For memory.available signal, the eviction manager checks the pod’s memory usage and compares it with memory requests at pod level to determine the pod eviction order. It aggregates the container-level memory requests to calculate the effective pod-level memory request. When pod-level memory requests are specified, the Eviction Manager should use the pod-level request directly instead of aggregating container-level requests. This logic should be modified to check if pod-level requests are set. If so, use the pod-level request; otherwise, fall back to aggregating container requests.

Pod Overhead

Scheduling: The scheduler will consider the Pod Overhead in addition to pod-level resource requests (if specified) when selecting a node for the pod.
Cgroup Sizing: The kubelet will include the Pod Overhead in determining the size of the pod’s cgroup. This means the pod cgroup’s resource limits will be set to accommodate both pod-level requests and pod overhead.

Hugepages

With the proposed changes, support for hugepages(with prefix hugepages-*) will be extended to the pod-level resources specifications, alongside CPU and memory. The hugetlb cgroup for the pod will then directly reflect the pod-level hugepage limits, if specified, rather than using an aggregated value from container limits. When scheduling, the scheduler will consider hugepage requests at the pod level to find nodes with enough available resources.

Containers will still need to mount an emptyDir volume to access the huge page filesystem (typically /dev/hugepages). This is the standard way for containers to interact with huge pages, and this will not change.

[Scoped for Beta in 1.36] Fix for pod-level limits default Logic (Issue 136120)

The PodLevelResourcesFixUpdateDefaulting feature gate (Beta in 1.36) addresses a bug in current defaulting logic which only implements defaulting for Pod-level requests. However, per the Rows 10 and 12 of the resource matrix, if Pod-level limits are unset but all containers have limits defined, the Pod-level limits should be defaulted to the sum of the container limits. This fix implements the missing logic to ensure consistency between the KEP and the implementation.

----

- **Stated task 1**:
Answer these about the pod-level resources text:
(a) If pod-level memory requests are not set, what does the eviction manager fall back to?
(b) What kind of volume must containers still mount to reach the huge page filesystem?
(c) Which feature gate addresses the bug in the defaulting logic?
- **Stated task 2**:
From the pod-level resources text, reproduce the passage starting at "Containers will still" and ending at "and the implementation.".
The rows that come next play no part in this.

- **Data**:
----

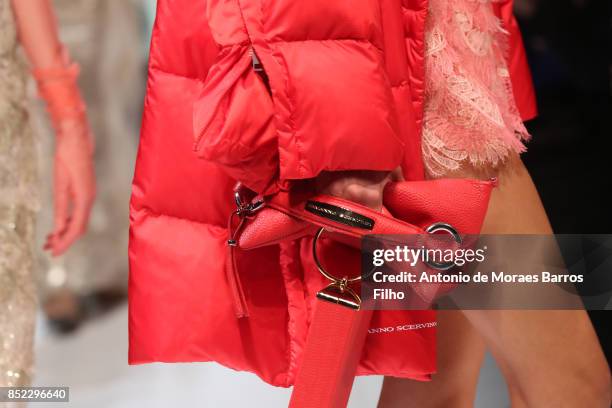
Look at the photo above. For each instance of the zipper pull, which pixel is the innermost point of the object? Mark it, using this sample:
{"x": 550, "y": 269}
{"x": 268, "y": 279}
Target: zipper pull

----

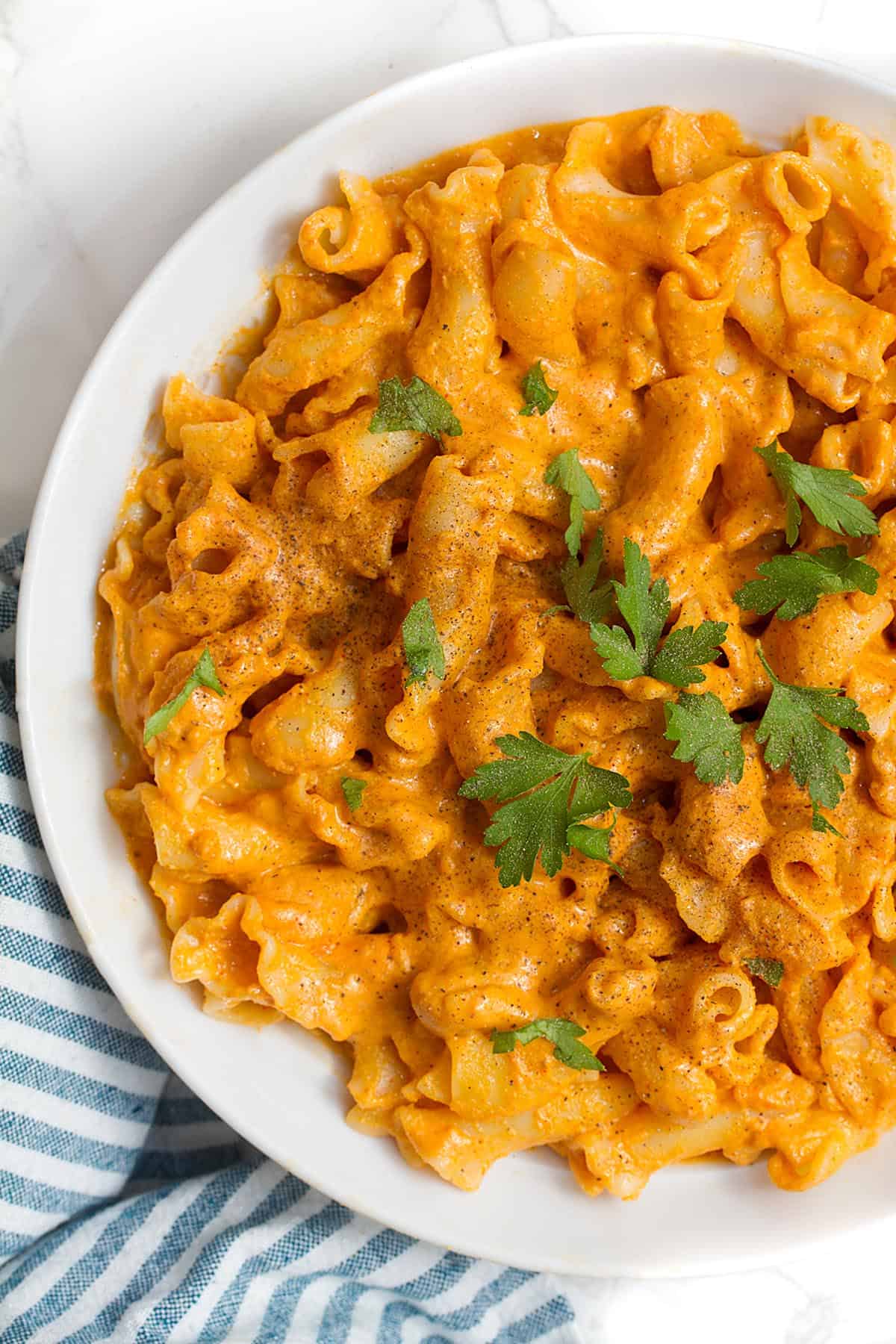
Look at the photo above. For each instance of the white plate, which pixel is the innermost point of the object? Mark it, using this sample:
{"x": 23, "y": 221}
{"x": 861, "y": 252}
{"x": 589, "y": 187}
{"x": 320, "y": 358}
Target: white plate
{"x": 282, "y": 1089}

----

- **Task answer 1**:
(a) Aggregating container requests.
(b) An emptyDir volume.
(c) PodLevelResourcesFixUpdateDefaulting.

- **Task answer 2**:
Containers will still need to mount an emptyDir volume to access the huge page filesystem (typically /dev/hugepages). This is the standard way for containers to interact with huge pages, and this will not change.

[Scoped for Beta in 1.36] Fix for pod-level limits default Logic (Issue 136120)

The PodLevelResourcesFixUpdateDefaulting feature gate (Beta in 1.36) addresses a bug in current defaulting logic which only implements defaulting for Pod-level requests. However, per the Rows 10 and 12 of the resource matrix, if Pod-level limits are unset but all containers have limits defined, the Pod-level limits should be defaulted to the sum of the container limits. This fix implements the missing logic to ensure consistency between the KEP and the implementation.